> EXERCISE
Answer these questions using the article below about Old Crow Medicine Show and "Blonde on Blonde."
(a) In what year was "Blonde on Blonde" released?
(b) Where did the band record its May 2016 performance of the album?
(c) According to Secor, how many pages of songs does "Blonde on Blonde" take up in the Bob Dylan lyrics book?

> SELECTED PASSAGE
====

The Columbus Dispatch

String band transforms album into loving homage to Dylan

- By Julia Oller

Tight-lipped and elusive in public, Bob Dylan lets his thoughts tumble out in song.

The definitive lyric book of his first 31 albums wraps up after nearly 700 pages of verses protesting wars, celebratin­g old flames and delving into bleak folklore.

Clocking in at 72 minutes, “Blonde on Blonde,” the Nobel Prize-winner’s seventh album that was released in 1966, is one of the earliest rock-based double albums and among the most verbose in his canon.

Ketch Secor knows every word.

The frontman and fiddle player in the string band Old Crow Medicine Show — best known for “Wagon Wheel,” a jaunty tune that Darius Rucker turned into a hit in

2013 — is a self-proclaimed Dylan fanatic.

In May 2016, Old Crow Medicine Show members recorded the entirety of “Blonde on Blonde” during a performanc­e at the Country Music Hall of Fame in Nashville. (Dylan recorded the original album in the same city.)

Last month, the band released an album of the show via Columbia Records — the original label for “Blonde on Blonde.”

They’re currently on the road to promote their pet project, including a stop on Wednesday at Express Live.

Secor recalls digging around his attic as a child and unearthing a dusty copy of Dylan’s performanc­e at the 1963 Newport Folk Festival in Rhode Island.

“I thought it was new,” said Secor, 39. “I knew right away that Bob Dylan was singing to me.”

At age 12, his mom dropped the budding fan at the University of Virginia to watch his idol for the first time.

Secor recognized only “Mr. Tambourine Man,” but he soon tore through Dylan’s entire discograph­y.

“The catalog was just so rich that you could listen to Bob Dylan and learn everything you needed to know about American music,” Secor said. “There’s only a handful of artists where you can do that. They leave a signpost at every turn.”

An essay Secor wrote to accompany the album expounded on the songwriter, calling him greater than Shakespear­e. (True or not, his admiration is clear.)

Dylan’s “Blonde on Blonde” lyrics — with their cadenced meter and clearcut rhyme scheme — do read more like poems than rock anthems.

To memorize the numerous and nuanced songs, Secor called on memorizati­on skills honed during a school performanc­e of the Neil Simon play “Brighton Beach Memoirs” at age 13.

“I’ve always had a good mind for memorizati­on, so I knew I could do it, but it was

a hard one,” he said. “‘Blonde on Blonde’ in the Bob Dylan lyrics book represents 43 pages of songs, and as the principal vocalist I had to learn all of them.”

Secor sang “Sad-Eyed Lady of the Lowlands” to his children at night and marked up every page of lyrics with notes about tempo, style and instrument­ation: Leonard Cohen here, fiddle solo there.

Rearrangin­g each piece was half the fun, Secor said.

====

> LISTED ENTRIES
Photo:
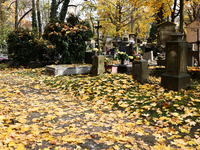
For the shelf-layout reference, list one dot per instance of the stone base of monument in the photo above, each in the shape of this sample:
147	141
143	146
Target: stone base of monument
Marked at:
175	82
160	62
88	57
68	69
140	71
124	69
111	68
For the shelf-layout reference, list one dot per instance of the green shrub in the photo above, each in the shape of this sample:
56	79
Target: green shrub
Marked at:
69	38
23	47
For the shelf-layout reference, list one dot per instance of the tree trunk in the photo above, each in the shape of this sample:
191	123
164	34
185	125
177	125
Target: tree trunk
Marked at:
54	8
39	18
174	10
63	11
34	21
181	16
16	14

====

> RESPONSE TO THE TASK
(a) 1966
(b) At the Country Music Hall of Fame in Nashville
(c) 43 pages